Present all of the rows below as a numbered list, leaving out any blank lines.

++++ Data to process ++++

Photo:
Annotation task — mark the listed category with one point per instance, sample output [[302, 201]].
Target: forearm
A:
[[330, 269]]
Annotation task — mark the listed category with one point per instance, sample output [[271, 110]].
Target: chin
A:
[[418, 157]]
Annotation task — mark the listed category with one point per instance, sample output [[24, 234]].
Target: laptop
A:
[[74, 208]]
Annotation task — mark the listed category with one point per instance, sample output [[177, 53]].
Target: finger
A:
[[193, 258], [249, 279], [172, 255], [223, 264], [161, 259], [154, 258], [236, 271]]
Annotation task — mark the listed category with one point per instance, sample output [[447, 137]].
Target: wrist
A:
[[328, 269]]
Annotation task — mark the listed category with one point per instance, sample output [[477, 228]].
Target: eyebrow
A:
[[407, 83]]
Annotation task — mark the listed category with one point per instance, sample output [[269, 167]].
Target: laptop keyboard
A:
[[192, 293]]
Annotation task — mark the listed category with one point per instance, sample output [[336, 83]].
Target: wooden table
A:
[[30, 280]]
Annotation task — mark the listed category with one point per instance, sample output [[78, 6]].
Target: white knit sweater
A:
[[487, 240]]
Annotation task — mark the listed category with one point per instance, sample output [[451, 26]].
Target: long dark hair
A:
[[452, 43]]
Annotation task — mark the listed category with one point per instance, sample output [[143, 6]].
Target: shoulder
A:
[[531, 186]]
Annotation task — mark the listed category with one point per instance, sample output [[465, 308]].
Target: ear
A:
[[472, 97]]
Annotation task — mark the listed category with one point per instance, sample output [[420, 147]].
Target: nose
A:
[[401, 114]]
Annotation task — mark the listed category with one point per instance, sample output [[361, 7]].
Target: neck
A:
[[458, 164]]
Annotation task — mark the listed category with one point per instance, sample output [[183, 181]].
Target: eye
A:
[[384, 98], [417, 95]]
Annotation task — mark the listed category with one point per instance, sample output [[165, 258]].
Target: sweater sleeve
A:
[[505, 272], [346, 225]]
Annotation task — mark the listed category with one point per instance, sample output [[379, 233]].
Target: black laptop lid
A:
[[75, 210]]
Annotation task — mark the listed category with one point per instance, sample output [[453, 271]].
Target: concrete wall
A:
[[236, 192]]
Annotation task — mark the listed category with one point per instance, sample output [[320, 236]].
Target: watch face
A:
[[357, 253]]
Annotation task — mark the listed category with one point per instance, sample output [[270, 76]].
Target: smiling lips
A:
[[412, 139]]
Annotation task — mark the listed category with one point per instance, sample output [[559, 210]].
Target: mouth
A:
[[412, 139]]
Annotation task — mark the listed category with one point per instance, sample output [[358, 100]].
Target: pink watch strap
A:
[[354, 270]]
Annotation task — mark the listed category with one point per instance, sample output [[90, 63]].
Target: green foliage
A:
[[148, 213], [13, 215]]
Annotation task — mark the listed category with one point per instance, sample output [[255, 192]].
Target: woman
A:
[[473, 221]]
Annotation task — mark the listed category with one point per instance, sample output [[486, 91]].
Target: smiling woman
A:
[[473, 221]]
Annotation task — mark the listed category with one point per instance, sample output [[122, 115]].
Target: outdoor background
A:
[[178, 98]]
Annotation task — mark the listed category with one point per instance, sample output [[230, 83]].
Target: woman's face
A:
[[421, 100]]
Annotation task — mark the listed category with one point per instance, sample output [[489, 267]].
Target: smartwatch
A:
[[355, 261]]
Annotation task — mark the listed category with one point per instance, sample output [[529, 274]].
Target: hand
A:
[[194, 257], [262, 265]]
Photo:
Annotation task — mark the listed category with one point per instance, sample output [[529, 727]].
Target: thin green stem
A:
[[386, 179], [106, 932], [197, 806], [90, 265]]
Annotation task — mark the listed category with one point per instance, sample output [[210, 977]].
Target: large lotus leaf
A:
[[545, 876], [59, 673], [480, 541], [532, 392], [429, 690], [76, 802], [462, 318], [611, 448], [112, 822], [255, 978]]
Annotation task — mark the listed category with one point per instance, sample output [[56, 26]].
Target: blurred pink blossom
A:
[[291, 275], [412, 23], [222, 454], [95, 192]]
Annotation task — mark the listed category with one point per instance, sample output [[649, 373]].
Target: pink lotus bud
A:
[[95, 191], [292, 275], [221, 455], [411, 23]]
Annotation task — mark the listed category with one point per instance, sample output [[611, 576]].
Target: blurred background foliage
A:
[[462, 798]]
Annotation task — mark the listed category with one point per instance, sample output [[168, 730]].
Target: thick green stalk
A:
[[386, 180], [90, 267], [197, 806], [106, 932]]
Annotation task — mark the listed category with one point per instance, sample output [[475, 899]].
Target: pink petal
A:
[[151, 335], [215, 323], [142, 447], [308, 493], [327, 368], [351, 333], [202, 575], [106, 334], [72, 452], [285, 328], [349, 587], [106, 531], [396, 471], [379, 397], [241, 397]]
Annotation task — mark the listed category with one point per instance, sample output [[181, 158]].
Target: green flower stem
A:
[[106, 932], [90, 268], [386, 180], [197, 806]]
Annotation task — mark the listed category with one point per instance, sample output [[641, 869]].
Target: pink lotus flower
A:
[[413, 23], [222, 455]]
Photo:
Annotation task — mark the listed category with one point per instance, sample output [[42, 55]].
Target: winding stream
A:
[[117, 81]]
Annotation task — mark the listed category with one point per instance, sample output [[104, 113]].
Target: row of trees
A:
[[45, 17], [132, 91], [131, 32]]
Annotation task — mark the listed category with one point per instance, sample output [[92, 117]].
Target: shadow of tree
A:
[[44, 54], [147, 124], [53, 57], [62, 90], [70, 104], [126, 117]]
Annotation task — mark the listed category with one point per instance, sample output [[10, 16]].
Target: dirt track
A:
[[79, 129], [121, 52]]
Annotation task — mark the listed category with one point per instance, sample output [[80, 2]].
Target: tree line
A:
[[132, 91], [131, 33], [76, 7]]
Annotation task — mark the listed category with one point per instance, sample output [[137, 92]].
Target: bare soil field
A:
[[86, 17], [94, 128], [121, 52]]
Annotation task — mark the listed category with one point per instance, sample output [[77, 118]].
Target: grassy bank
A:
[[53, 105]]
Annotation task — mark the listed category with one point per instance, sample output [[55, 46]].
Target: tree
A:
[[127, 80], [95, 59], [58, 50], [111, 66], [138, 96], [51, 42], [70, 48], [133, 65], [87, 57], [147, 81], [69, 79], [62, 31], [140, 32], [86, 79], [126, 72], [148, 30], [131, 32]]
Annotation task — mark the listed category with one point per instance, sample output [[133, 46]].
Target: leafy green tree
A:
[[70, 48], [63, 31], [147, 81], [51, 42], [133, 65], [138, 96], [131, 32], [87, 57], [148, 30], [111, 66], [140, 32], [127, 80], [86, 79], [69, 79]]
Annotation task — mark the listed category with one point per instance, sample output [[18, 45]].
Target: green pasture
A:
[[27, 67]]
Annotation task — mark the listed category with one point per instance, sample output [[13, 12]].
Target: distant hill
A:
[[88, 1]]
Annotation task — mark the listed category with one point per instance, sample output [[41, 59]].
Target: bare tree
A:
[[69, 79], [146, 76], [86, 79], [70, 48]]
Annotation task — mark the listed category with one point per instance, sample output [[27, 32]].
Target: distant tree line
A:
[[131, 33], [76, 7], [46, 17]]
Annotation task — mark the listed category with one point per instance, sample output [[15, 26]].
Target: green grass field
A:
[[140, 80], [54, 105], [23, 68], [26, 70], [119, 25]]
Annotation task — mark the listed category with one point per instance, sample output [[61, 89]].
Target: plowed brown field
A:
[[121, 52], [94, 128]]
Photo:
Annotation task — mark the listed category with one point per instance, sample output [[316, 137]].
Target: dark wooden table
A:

++++

■ Result of the task:
1. Photo:
2. Annotation task — mark the listed category with one point per instance, sample output [[302, 201]].
3. Target: forearm
4. A:
5. [[330, 269]]
6. Annotation task — mark the listed category with one point per instance, sample output [[271, 110]].
7. Target: chin
8. A:
9. [[418, 157]]
10. Annotation task — mark the listed category with one point per instance, sample output [[24, 234]].
11. Target: laptop
12. A:
13. [[74, 208]]
14. Annotation task — mark the listed category with one point per instance, sample output [[177, 53]].
15. Target: finger
16. A:
17. [[193, 258], [249, 279], [172, 255], [223, 264], [161, 259], [154, 258], [236, 271]]
18. Annotation task — mark the listed category with one point per instance, sample output [[447, 137]].
19. Target: wrist
20. A:
21. [[328, 269]]
22. Annotation task — mark the listed category with one point per instance, sample output [[477, 228]].
23. Target: eyebrow
24. A:
25. [[407, 83]]
26. Annotation task — mark the listed category with one point per instance, sample output [[269, 167]].
27. Target: laptop keyboard
28. A:
29. [[192, 293]]
30. Annotation task — mark the listed category with one point per instance, sample output [[336, 83]].
31. Target: wooden table
32. A:
33. [[30, 280]]
34. Annotation task — mark the listed category with one point per instance, sample output [[78, 6]].
35. Target: white knit sweater
36. A:
37. [[487, 240]]
38. Annotation task — mark the listed category with one point per instance, sample output [[451, 26]].
39. Target: long dark hair
40. A:
41. [[452, 43]]
42. Annotation task — mark the listed category with one point per instance, sample output [[143, 6]].
43. Target: shoulder
44. A:
45. [[531, 186]]
46. Annotation task — mark the listed category with one point per instance, sample output [[465, 308]].
47. Target: ear
48. A:
49. [[472, 97]]
50. Annotation task — mark the listed category with one point per instance, sample output [[420, 147]].
51. Target: nose
52. A:
53. [[401, 114]]
54. Annotation task — mark the listed category with one point per instance, sample output [[361, 7]].
55. Target: neck
56. A:
57. [[458, 164]]
58. Annotation task — mark the listed category with one point per instance, sample output [[183, 181]].
59. Target: eye
60. A:
61. [[384, 98], [417, 95]]
62. Annotation task — mark the listed category with one point per instance, sample output [[165, 258]].
63. Target: sweater sleeve
64. A:
65. [[505, 272], [346, 225]]
66. Annotation task — mark the listed category with one point per instance, sample output [[379, 233]].
67. Target: black laptop lid
68. A:
69. [[75, 210]]
70. Annotation task — mark the listed category with one point per instance, sample output [[453, 271]].
71. Target: concrete wall
72. A:
73. [[236, 192]]
74. Annotation task — mark the listed category with one point per instance, sample output [[320, 236]].
75. Target: watch face
76. A:
77. [[357, 253]]
78. Annotation task — mark the listed category with one point per instance, sample output [[270, 76]].
79. Target: smiling lips
80. A:
81. [[412, 139]]
82. Annotation task — mark the listed category with one point per instance, sample output [[559, 210]].
83. Target: mouth
84. A:
85. [[412, 139]]
86. Annotation task — mark the listed category with one point per instance, sample output [[358, 100]].
87. Target: pink watch strap
88. A:
89. [[354, 270]]
90. Annotation task — mark the listed category with one point per instance, sample output [[90, 63]].
91. Target: green foliage
92. A:
93. [[148, 213], [13, 215]]
94. Annotation task — mark the listed category with one point per instance, sample output [[255, 192]].
95. Target: woman
96. A:
97. [[473, 221]]
98. Annotation task — mark the listed category with one point per instance, sample output [[486, 91]].
99. Target: smiling woman
100. A:
101. [[473, 221]]
102. Annotation task — mark the listed category with one point per instance, sample output [[122, 115]].
103. Target: outdoor background
104. A:
105. [[178, 98]]
106. Annotation task — mark the listed category with one point per instance, sample output [[230, 83]].
107. Target: woman's face
108. A:
109. [[421, 100]]
110. Annotation task — mark the listed category with one point per instance, sample output [[489, 267]].
111. Target: smartwatch
112. A:
113. [[355, 261]]
114. Annotation task — mark the listed category with one point per instance, sample output [[529, 274]].
115. Target: hand
116. A:
117. [[194, 257], [262, 265]]
118. Photo:
119. Annotation task — mark the listed category with one point per instance, sample output [[529, 727]].
120. Target: thin green stem
121. A:
122. [[386, 179], [106, 932], [197, 806], [90, 265]]
123. Annotation task — mark the listed category with one point per instance, sample output [[210, 977]].
124. Target: large lotus leaf
125. A:
126. [[545, 876], [59, 673], [480, 541], [532, 392], [429, 690], [76, 802], [462, 318], [611, 448], [112, 822], [255, 978]]
127. Annotation task — mark the listed category with one point per instance, sample output [[56, 26]].
128. Target: blurred pink blossom
129. A:
130. [[291, 275], [412, 23], [222, 454], [95, 192]]
131. Annotation task — mark the listed category with one point per instance, sample output [[649, 373]].
132. Target: pink lotus bud
133. A:
134. [[95, 191], [292, 275], [221, 455], [411, 23]]
135. Annotation task — mark the listed category with one point per instance, sample output [[611, 576]].
136. Target: blurred background foliage
137. A:
138. [[462, 798]]
139. Annotation task — mark the listed category with one point per instance, sample output [[168, 730]].
140. Target: thick green stalk
141. A:
142. [[386, 180], [90, 267], [197, 806], [106, 932]]
143. Annotation task — mark the listed category with one point per instance, sample output [[475, 899]].
144. Target: pink petal
145. A:
146. [[151, 335], [215, 323], [142, 447], [308, 493], [327, 368], [351, 333], [202, 575], [106, 334], [72, 452], [285, 328], [349, 587], [106, 531], [396, 471], [379, 397], [241, 397]]
147. Annotation task — mark the listed category with one point per instance, sample output [[181, 158]].
148. Target: green flower stem
149. A:
150. [[106, 932], [90, 268], [386, 180], [197, 806]]
151. Annotation task — mark the listed category with one point per instance, sample output [[641, 869]].
152. Target: pink lotus flower
153. A:
154. [[413, 23], [222, 455]]
155. Photo:
156. Annotation task — mark the listed category with one point per instance, sample output [[42, 55]].
157. Target: winding stream
158. A:
159. [[117, 81]]
160. Annotation task — mark the listed category with one point per instance, sample output [[104, 113]].
161. Target: row of trees
162. A:
163. [[45, 17], [132, 91], [131, 32]]
164. Annotation task — mark the listed category with one point per instance, sample output [[92, 117]].
165. Target: shadow of tree
166. A:
167. [[44, 54], [147, 124], [53, 57], [62, 90], [70, 104], [126, 117]]
168. Annotation task — mark the listed category with one point per instance, sample output [[10, 16]].
169. Target: dirt track
170. A:
171. [[79, 129], [121, 52]]
172. Annotation task — mark the listed category with one point per instance, sample output [[80, 2]].
173. Target: tree line
174. A:
175. [[132, 91], [131, 33], [76, 7]]
176. Annotation task — mark the listed category with one point per instance, sample output [[137, 92]].
177. Target: bare soil field
178. A:
179. [[86, 17], [94, 128], [121, 52]]
180. Annotation task — mark the listed category with one point per instance, sample output [[77, 118]].
181. Target: grassy bank
182. A:
183. [[53, 105]]
184. Annotation task — mark the listed category with one point per instance, sample output [[55, 46]].
185. Target: tree
186. A:
187. [[127, 80], [95, 59], [58, 50], [111, 66], [138, 96], [51, 42], [70, 48], [133, 65], [87, 57], [147, 81], [69, 79], [62, 31], [140, 32], [86, 79], [126, 72], [148, 30], [131, 32]]
188. Annotation task — mark the listed category with one point per instance, sample output [[133, 46]].
189. Target: leafy green tree
190. A:
191. [[70, 48], [63, 31], [147, 81], [51, 42], [133, 65], [138, 96], [131, 32], [87, 57], [148, 30], [111, 66], [140, 32], [127, 80], [86, 79], [69, 79]]
192. Annotation task — mark the listed category with one point per instance, sample output [[18, 45]].
193. Target: green pasture
194. A:
195. [[27, 67]]
196. Annotation task — mark the listed category with one point per instance, sample output [[13, 12]].
197. Target: distant hill
198. A:
199. [[88, 1]]
200. Annotation task — mark the listed category with one point per instance, sample output [[41, 59]].
201. Target: bare tree
202. A:
203. [[69, 79], [146, 76], [86, 79], [70, 48]]
204. Annotation task — mark the listed category with one point per instance, sample output [[27, 32]].
205. Target: distant tree line
206. A:
207. [[131, 33], [76, 7], [46, 17]]
208. Annotation task — mark the listed category with one point per instance, sample output [[15, 26]].
209. Target: green grass field
210. A:
211. [[140, 80], [54, 105], [23, 68], [26, 70], [119, 25]]
212. Annotation task — mark the listed category with one point per instance, sample output [[61, 89]].
213. Target: plowed brown field
214. A:
215. [[121, 52], [94, 128]]
216. Photo:
217. Annotation task — mark the listed category with one point per instance, sample output [[316, 137]].
218. Target: dark wooden table
219. A:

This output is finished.